→ **Input records**
## Start

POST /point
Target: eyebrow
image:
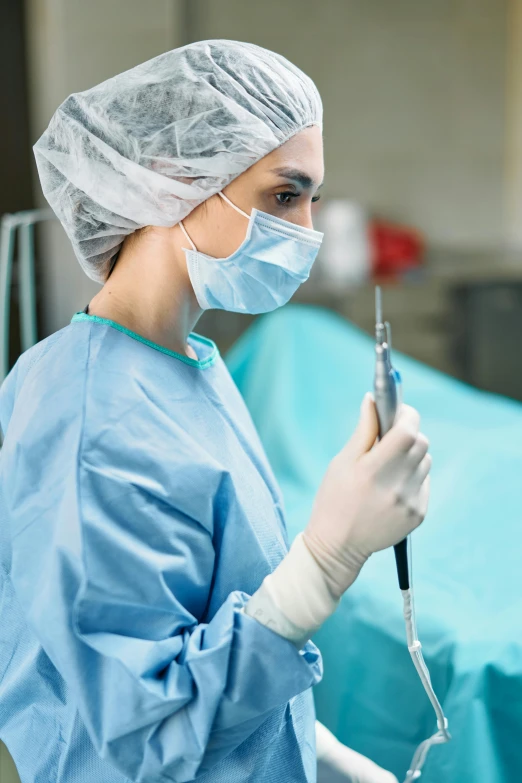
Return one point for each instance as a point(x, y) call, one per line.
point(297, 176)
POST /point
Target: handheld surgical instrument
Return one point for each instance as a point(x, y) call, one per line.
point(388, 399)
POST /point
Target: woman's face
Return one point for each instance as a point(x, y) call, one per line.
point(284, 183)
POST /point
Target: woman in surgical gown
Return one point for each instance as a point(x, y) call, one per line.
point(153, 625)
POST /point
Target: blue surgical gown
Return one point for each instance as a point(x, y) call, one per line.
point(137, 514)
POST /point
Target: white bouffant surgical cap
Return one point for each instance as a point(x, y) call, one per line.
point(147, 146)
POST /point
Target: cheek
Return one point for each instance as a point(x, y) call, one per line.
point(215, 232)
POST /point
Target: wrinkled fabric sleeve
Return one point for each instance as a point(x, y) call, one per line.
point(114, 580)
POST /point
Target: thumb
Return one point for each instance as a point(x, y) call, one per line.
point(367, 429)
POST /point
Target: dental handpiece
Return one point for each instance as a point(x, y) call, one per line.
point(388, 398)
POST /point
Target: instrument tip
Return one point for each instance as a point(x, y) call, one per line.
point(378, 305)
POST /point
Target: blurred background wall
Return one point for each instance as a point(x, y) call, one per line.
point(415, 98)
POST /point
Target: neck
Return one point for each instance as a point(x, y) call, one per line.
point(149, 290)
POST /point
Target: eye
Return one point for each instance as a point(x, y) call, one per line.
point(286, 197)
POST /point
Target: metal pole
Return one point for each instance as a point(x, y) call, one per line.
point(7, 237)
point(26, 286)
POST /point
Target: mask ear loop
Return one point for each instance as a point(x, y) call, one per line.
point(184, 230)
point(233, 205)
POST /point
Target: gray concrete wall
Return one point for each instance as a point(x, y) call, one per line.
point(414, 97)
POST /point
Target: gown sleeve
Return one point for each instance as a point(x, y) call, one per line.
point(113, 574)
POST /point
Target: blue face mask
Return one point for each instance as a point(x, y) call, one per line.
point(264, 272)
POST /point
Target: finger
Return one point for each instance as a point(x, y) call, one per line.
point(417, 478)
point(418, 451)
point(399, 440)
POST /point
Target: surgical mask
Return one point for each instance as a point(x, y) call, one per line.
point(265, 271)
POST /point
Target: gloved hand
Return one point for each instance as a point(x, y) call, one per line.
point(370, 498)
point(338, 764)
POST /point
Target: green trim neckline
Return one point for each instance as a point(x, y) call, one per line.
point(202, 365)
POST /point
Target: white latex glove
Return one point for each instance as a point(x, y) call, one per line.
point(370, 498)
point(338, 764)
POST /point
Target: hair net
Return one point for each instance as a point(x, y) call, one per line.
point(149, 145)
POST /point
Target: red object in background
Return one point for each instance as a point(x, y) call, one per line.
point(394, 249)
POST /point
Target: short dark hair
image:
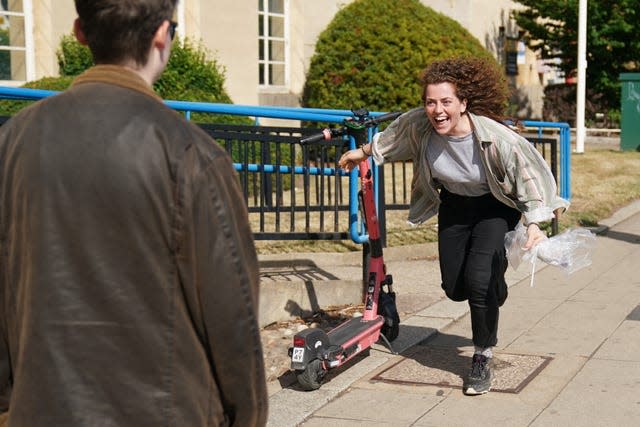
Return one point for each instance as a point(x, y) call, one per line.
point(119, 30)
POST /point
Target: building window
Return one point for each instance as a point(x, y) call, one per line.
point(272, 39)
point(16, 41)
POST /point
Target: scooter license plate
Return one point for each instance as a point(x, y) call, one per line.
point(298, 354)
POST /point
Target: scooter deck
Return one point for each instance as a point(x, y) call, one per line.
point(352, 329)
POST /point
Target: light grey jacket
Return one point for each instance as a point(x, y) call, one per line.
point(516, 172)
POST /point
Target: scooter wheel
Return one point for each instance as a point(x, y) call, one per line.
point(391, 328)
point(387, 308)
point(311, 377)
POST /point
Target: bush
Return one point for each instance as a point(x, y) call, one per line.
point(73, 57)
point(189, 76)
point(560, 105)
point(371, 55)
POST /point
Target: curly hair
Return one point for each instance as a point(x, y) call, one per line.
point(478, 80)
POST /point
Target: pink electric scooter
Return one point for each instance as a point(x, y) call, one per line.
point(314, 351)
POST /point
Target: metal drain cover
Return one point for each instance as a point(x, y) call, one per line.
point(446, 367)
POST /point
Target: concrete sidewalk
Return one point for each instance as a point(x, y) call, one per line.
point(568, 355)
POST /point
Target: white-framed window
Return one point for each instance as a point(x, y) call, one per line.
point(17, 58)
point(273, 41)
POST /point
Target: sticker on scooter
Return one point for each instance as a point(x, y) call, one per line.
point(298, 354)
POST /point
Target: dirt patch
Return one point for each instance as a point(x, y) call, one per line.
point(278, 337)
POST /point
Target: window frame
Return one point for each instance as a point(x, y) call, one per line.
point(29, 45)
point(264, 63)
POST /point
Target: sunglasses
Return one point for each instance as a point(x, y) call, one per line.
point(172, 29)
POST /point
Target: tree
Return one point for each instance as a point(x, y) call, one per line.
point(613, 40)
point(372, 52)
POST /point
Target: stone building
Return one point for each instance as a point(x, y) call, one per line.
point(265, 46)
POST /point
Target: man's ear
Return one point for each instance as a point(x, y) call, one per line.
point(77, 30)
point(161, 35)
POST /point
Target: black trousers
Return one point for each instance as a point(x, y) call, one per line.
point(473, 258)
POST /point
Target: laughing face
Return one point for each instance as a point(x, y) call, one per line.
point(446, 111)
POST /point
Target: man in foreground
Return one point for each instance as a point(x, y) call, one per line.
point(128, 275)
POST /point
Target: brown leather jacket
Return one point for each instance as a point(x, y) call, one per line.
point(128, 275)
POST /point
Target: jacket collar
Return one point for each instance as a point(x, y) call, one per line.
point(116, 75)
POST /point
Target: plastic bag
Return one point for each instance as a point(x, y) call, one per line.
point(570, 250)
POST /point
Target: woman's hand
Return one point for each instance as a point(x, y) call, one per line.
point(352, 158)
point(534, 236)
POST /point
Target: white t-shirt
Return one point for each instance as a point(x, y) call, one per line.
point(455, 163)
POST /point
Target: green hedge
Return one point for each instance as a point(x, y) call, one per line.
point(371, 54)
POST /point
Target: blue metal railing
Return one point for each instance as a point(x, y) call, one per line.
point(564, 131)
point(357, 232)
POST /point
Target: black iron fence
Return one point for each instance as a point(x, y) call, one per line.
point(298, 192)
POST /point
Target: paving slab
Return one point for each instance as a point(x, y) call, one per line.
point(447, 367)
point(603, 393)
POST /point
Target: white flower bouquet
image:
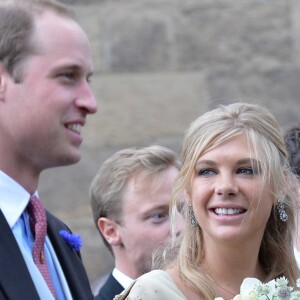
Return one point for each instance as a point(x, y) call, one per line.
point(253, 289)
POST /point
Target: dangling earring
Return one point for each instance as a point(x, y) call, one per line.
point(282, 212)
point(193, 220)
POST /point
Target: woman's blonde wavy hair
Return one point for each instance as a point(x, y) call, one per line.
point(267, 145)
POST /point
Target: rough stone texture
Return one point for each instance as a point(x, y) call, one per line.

## End

→ **Short task**
Can you rewrite all of the records above as a numbered list, skipping blank lines and leaving the pictures out?

→ **Task answer**
1. POST /point
2. Target: eyebrow
3. image:
4. Return one point for each instance as a point(x, y) call, one per line.
5. point(297, 176)
6. POST /point
7. Target: handheld surgical instrument
8. Return one point for each instance as a point(x, y) call, one per line.
9. point(388, 399)
10. POST /point
11. Target: woman's face
12. Return one point for each instance as a point(x, y) call, one per line.
13. point(284, 183)
14. POST /point
15. Target: woman in surgical gown
16. Return one point for each instance as a point(x, y) call, one per line.
17. point(153, 625)
18. POST /point
19. Target: blue surgical gown
20. Return one point for each instance as a point(x, y) call, one per line.
21. point(137, 514)
22. POST /point
23. Target: white bouffant surgical cap
24. Return one point for each instance as a point(x, y) call, one per line.
25. point(147, 146)
26. POST /point
27. Target: cheek
28. Return one point for each instance as a point(x, y) call, one per line.
29. point(215, 232)
30. POST /point
31. Target: wrinkled fabric sleeve
32. Return one point for each instance as a point(x, y) call, one per line.
33. point(114, 580)
34. POST /point
35. Target: thumb
36. Return one point for each instance as a point(x, y) call, one per line.
37. point(367, 429)
38. POST /point
39. Target: dental handpiece
40. Return one point for each instance as a point(x, y) call, one per line.
41. point(388, 398)
42. POST /point
43. Target: instrument tip
44. Return one point for each instance as a point(x, y) call, one per line.
45. point(378, 305)
46. POST /point
47. Target: blurred background wall
48. Return one point for each instance as a point(x, y) call, one per line.
49. point(415, 98)
50. POST /point
51. Target: neck
52. Return one point for each instance as a point(x, y) call, one per line.
53. point(149, 290)
54. POST /point
55. Target: eye
56. Return one point for each instance as a point(x, y) call, one per line.
57. point(286, 197)
58. POST /point
59. Target: metal pole
60. Return one point for each instance as a point(x, y) call, one per line.
61. point(7, 237)
62. point(26, 286)
63. POST /point
64. Target: mask ear loop
65. Return one point for each instance as a point(x, y) call, one per line.
66. point(184, 230)
67. point(233, 205)
68. POST /point
69. Target: gray concrete wall
70. Return one point for each instance as a point(x, y) call, one per line.
71. point(414, 97)
72. POST /point
73. Target: gown sleeve
74. Return one point for each instance as a point(x, y) call, one per line.
75. point(113, 574)
76. POST /point
77. Target: blue face mask
78. Return one point for each instance as a point(x, y) call, one per line.
79. point(264, 272)
80. POST /point
81. Target: finger
82. Return one point for each instance as a point(x, y) call, one per line.
83. point(417, 478)
84. point(418, 451)
85. point(399, 440)
86. POST /point
87. Target: surgical mask
88. Return one point for each instance as a point(x, y) call, one per line.
89. point(265, 271)
90. POST /point
91. Target: gloved hand
92. Return one point for each instance as a point(x, y) call, one per line.
93. point(370, 498)
94. point(338, 764)
95. POST /point
96. Target: green trim neckline
97. Return one point for each instance as a point(x, y) call, one per line.
98. point(202, 365)
99. POST /point
100. Target: white latex glove
101. Return one point for each instance as a point(x, y) call, one per line.
102. point(370, 498)
103. point(338, 764)
104. POST /point
105. Target: hair net
106. Return one point for each instance as a point(x, y) call, one per line.
107. point(149, 145)
108. POST /point
109. Target: red object in background
110. Return one point for each instance as a point(x, y) call, one per line.
111. point(394, 249)
112. POST /point
113. Target: short dark hair
114. image:
115. Return one point for each instance as a point(x, y) call, one per line.
116. point(119, 30)
117. POST /point
118. Target: building window
119. Return one point for each instance as a point(x, y) call, one per line.
120. point(272, 39)
121. point(16, 41)
122. POST /point
123. Target: scooter license plate
124. Return one point for each instance as a point(x, y) call, one per line.
125. point(298, 354)
126. POST /point
127. Target: scooter deck
128. Return one point for each instance as a point(x, y) call, one per line.
129. point(352, 329)
130. POST /point
131. Target: light grey jacket
132. Return one point for each instance as a point(x, y) call, one per line.
133. point(516, 172)
134. POST /point
135. Target: scooter wheel
136. Return one point for each instance as a point(x, y) call, one per line.
137. point(391, 328)
138. point(387, 308)
139. point(311, 377)
140. POST /point
141. Target: bush
142. Return one point for each instance as a point(x, y) call, one per line.
143. point(73, 57)
144. point(189, 76)
145. point(560, 105)
146. point(371, 55)
147. POST /point
148. Target: curly hair
149. Return one point for each instance as a point(x, y) call, one per line.
150. point(478, 80)
151. POST /point
152. Target: pink electric scooter
153. Return one point for each instance as a point(x, y) call, one per line.
154. point(314, 351)
155. POST /point
156. Target: metal drain cover
157. Return one point for each instance as a point(x, y) call, one per line.
158. point(446, 367)
159. POST /point
160. Target: concrete sidewalk
161. Return one point for each instance as a point(x, y) call, one per line.
162. point(568, 355)
163. POST /point
164. Target: white-framed window
165. Return one point for each instance as a point(x, y) call, one per line.
166. point(17, 58)
167. point(273, 41)
168. POST /point
169. Target: sticker on scooter
170. Return one point for each instance as a point(x, y) call, one per line.
171. point(298, 354)
172. POST /point
173. Target: dirt patch
174. Return one point for each instance as a point(x, y) call, one per line.
175. point(278, 337)
176. POST /point
177. Target: window frame
178. Return one point for each instance as a point(x, y) call, one per line.
179. point(29, 45)
180. point(264, 63)
181. POST /point
182. Target: sunglasses
183. Return one point for each instance as a point(x, y) call, one per line.
184. point(172, 29)
185. POST /point
186. Target: tree
187. Return one point for each instance as a point(x, y) call, one per line.
188. point(613, 40)
189. point(372, 52)
190. POST /point
191. Target: stone building
192. Return one point for each instance as a point(x, y) call, one per line.
193. point(265, 46)
194. POST /point
195. Target: man's ear
196. Return one point for each instance as a point(x, y) call, one per line.
197. point(77, 30)
198. point(161, 35)
199. POST /point
200. Target: black trousers
201. Return one point for each instance as a point(x, y) call, one per line.
202. point(473, 258)
203. POST /point
204. Target: laughing face
205. Return one point for each instance as a point(x, y) call, one per line.
206. point(446, 111)
207. POST /point
208. Target: man in foreground
209. Return one point for each instance as a point(x, y) call, one per line.
210. point(128, 275)
211. POST /point
212. Target: brown leather jacket
213. Return one point for each instance as a point(x, y) call, one per line.
214. point(128, 275)
215. POST /point
216. Target: jacket collar
217. Return one point for each instance as a point(x, y) call, one per line.
218. point(116, 75)
219. POST /point
220. Target: plastic bag
221. Return one point for each instance as a point(x, y) call, one per line.
222. point(570, 250)
223. POST /point
224. Target: woman's hand
225. Return one point for each instance as a point(x, y) call, one per line.
226. point(352, 158)
227. point(534, 236)
228. POST /point
229. Target: white t-shirt
230. Return one point for each instance as a point(x, y) call, one per line.
231. point(455, 163)
232. POST /point
233. Target: green hedge
234. Return one point for each instance as a point(x, y) call, one per line.
235. point(371, 54)
236. POST /point
237. Target: blue metal railing
238. Return one point for each instance as a point(x, y) call, one per line.
239. point(564, 131)
240. point(357, 232)
241. POST /point
242. Target: black iron fence
243. Return one point for each instance as a point(x, y) call, one per line.
244. point(298, 192)
245. POST /point
246. Target: paving slab
247. Return one point for each instance as a point(x, y) call, one per line.
248. point(447, 367)
249. point(603, 393)
250. POST /point
251. Target: white flower bouquet
252. image:
253. Return one point for each instance as a point(x, y) call, one per line.
254. point(253, 289)
255. POST /point
256. Target: dangling earring
257. Return one point for each instance as a point(x, y) call, one per line.
258. point(282, 212)
259. point(193, 220)
260. POST /point
261. Target: woman's blonde wavy hair
262. Return one point for each instance as a point(x, y) call, one per line.
263. point(267, 145)
264. POST /point
265. Target: rough stone texture
266. Return one point for each instance as a point(x, y) call, one per line.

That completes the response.